#### [Çıkarılan Metin]
● ● ● ● ●
Kent Yaşamının Vazgeçilmezi, Güvercinler - Hatay Gazetesi

Kent Yaşamının Vazgeçilmezi, Güvercinler

  • Eklenme Tarihi :18.06.2025 | 10:22
  • Muhabir :Haber Merkezi

Kent Yaşamının Vazgeçilmezi, Güvercinler

Büyük İskender'in en güvenli haberleşme aracı olarak kullandığı dünyaca ünlü İskenderun güvercini ile anılan kentte bu cins güvercin popülerliğini yitirmesine rağmen, çarşı merkezinde farklı cinslerin oluşturduğu bu kanatlı koloniler insanlarla iç içe yaşamın ayrılmaz bir parçası haline geldi.

Kentin birçok noktasında, güvercinler için adeta bir sığınak oluştu; rahatlıkla toplanıp barındıkları, tünedikleri ve yiyecek buldukları yerlere dönüştüler.

Kadim zamanlardan günümüze uzanan bu özel bağ, İskenderun'un sokaklarında, meydanlarında ve hatta binaların çatılarında kendine has bir atmosfer yaratıyor. Sabahın erken saatlerinden itibaren gökyüzünde süzülen, cadde ve sokaklarda yürüyen vatandaşlara eşlik eden güvercinler, kentin doğal güzelliğine apayrı bir hava katıyor.

İskenderun'da güvercinler sadece estetik bir unsur değil, aynı zamanda kentin kültürel ve sosyal dokusunun da bir parçası. Özellikle yaşlı nesiller arasında güvercin besleme geleneği oldukça yaygın. Güvercinlerle kurulan bu samimi ilişki, kent sakinlerinin hayvan sevgisinin ve doğayla iç içe yaşama arzusunun bir göstergesi.

Kentin farklı noktalarında, özellikle tarihi ve kalabalık bölgelerde, güvercinlerin uğrak yeri haline gelen özel alanlar bulunuyor. Buralarda vatandaşlar, yanlarında getirdikleri yemlerle güvercinleri besleyerek onlarla vakit geçiriyor. Bu anlar, hem güvercinlerin hem de insanlarının günlük rutininde keyifli bir mola sunuyor.

Büyük İskender'den miras kalan bu sembolik bağ, günümüzde İskenderun'un kendine özgü kimliğini oluşturan önemli detaylardan biri olmaya devam ediyor. Güvercinler, İskenderunlular için sadece kanatlı dostlar değil, aynı zamanda kentin tarihiyle ve kültürel zenginliğiyle kurduğu derin bağın yaşayan birer kanıtı.
● ● ● ● ●
#### [Yapılacak Görevler]
(a) Güvercinler hakkındaki yazıda "Büyük İskender'den miras" ile başlayıp "yaşayan birer kanıtı." ifadesine kadar süren bölümü harfi harfine yazıya geçirin.
(b) Güvercinler hakkındaki yazıyı kaldığı yerden sürdürüp bir sonraki bölümü tamamlayın.
Ardından gelen liste, güvercinler hakkındaki yazıdan bağımsız, ayrı bir malzemedir.

#### [Verilen Bilgiler]
● ● ● ● ●
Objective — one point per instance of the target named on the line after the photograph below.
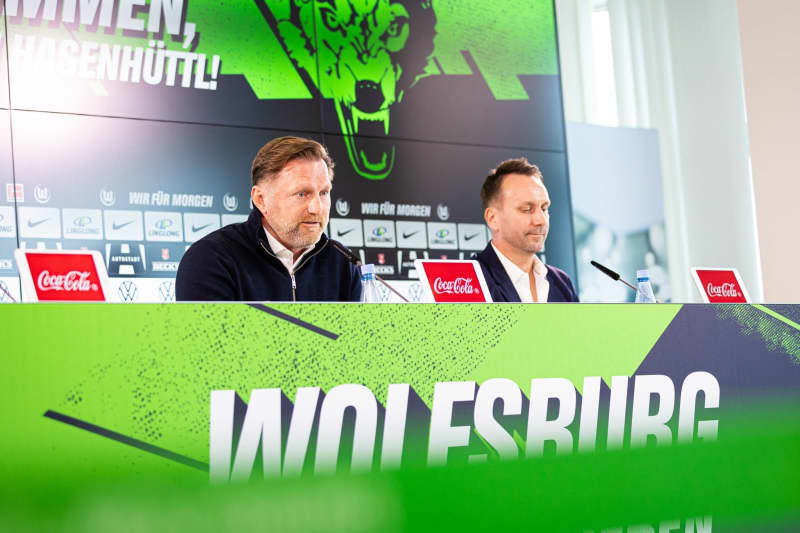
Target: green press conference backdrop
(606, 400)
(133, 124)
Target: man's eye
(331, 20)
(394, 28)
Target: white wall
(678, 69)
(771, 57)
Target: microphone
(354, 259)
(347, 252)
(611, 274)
● ● ● ● ●
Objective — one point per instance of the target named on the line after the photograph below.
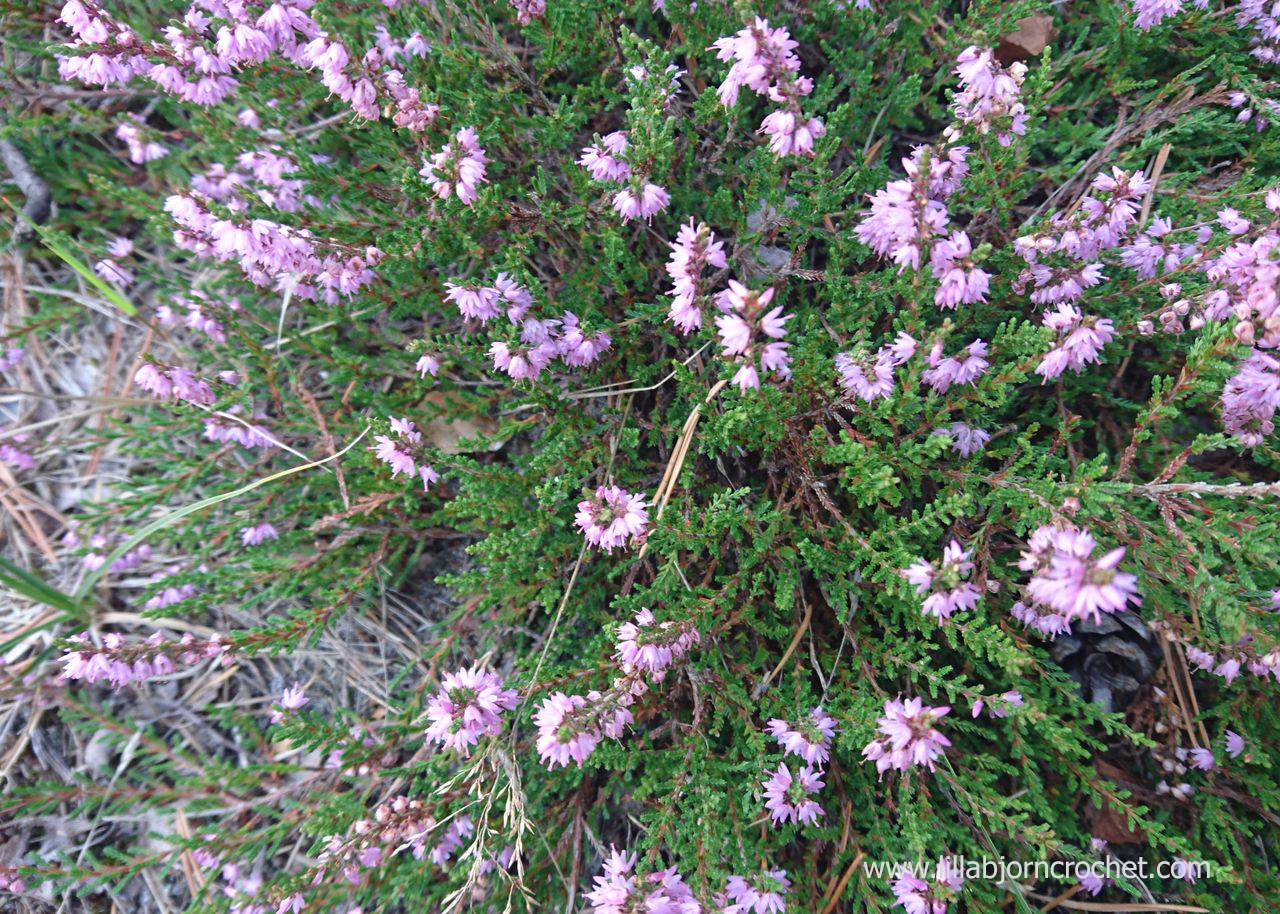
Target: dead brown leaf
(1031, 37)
● ● ● ● ●
#### [Yanıtlar]
(a)
Büyük İskender'den miras kalan bu sembolik bağ, günümüzde İskenderun'un kendine özgü kimliğini oluşturan önemli detaylardan biri olmaya devam ediyor. Güvercinler, İskenderunlular için sadece kanatlı dostlar değil, aynı zamanda kentin tarihiyle ve kültürel zenginliğiyle kurduğu derin bağın yaşayan birer kanıtı.

(b)
İskenderun güvercini dünyaca ünlü ve kendine özgü fiziksel özelliklere sahip bir ırk. Almanya ve İngiltere gibi ülkelerde de yetiştirilmekte ve tanınmaktadır. Hatta ilk Alman İskenderun güvercin cemiyeti 1895 yılında kurulmuştur. Amerika'da bile bu ırkın usta üreticileri bulunmaktadır.

İskenderun Limanı üzerinden Viktoryan İngiltere'ye götürüldüğü ve "Scandaroon" adını aldığı düşünülmektedir. Bazı kaynaklar kökeninin bugünkü İran olabileceğini de iddia etmektedir, ancak ismini İskenderun'dan aldığı kesindir. Aldrovani (1610), Willoughby (1676) ve John Moore (1735) gibi isimler, yazdıklarında İskenderun ırkını tanımlamışlardır.

FİZİKSEL ÖZELLİKLERİ

GAGA: En belirgin özelliklerinden biri, uzun ve kıvrık gagasıdır. Bu gaga yapısı, yavruların beslenmesinde zorluklara neden olabilir ve bazen üreticilerin yavruları elle beslemesini gerektirebilir. Gaga ucundan kuyruk bitimine kadar ortalama 42-43 cm boyundadır. Kuvvetli bir vücut ve kanatlara sahiptir. Sert tüylü güvercinler sınıfına girer. Gözlerinin alt kısmında gagaya doğru uzanan "bıyık" adı verilen yamalar bulunur. Hızlı uçar ve filo uçucusu bir güvercin ırkıdır.

ÜRETİMİ VE ZORLUKLARI:

İskenderun güvercini üretimi, diğer ırklara göre daha zahmetli olabilir. Yavrular yumurtadan çıktıktan sonraki iki hafta içinde gagaları uzadıkça anaç güvercinin yavrularını beslemesi zorlaşabilir. Bu durumda "posta güvercinleri" gibi farklı güvercin ırkları, İskenderun yavrularını beslemede yardımcı olarak kullanılabilir.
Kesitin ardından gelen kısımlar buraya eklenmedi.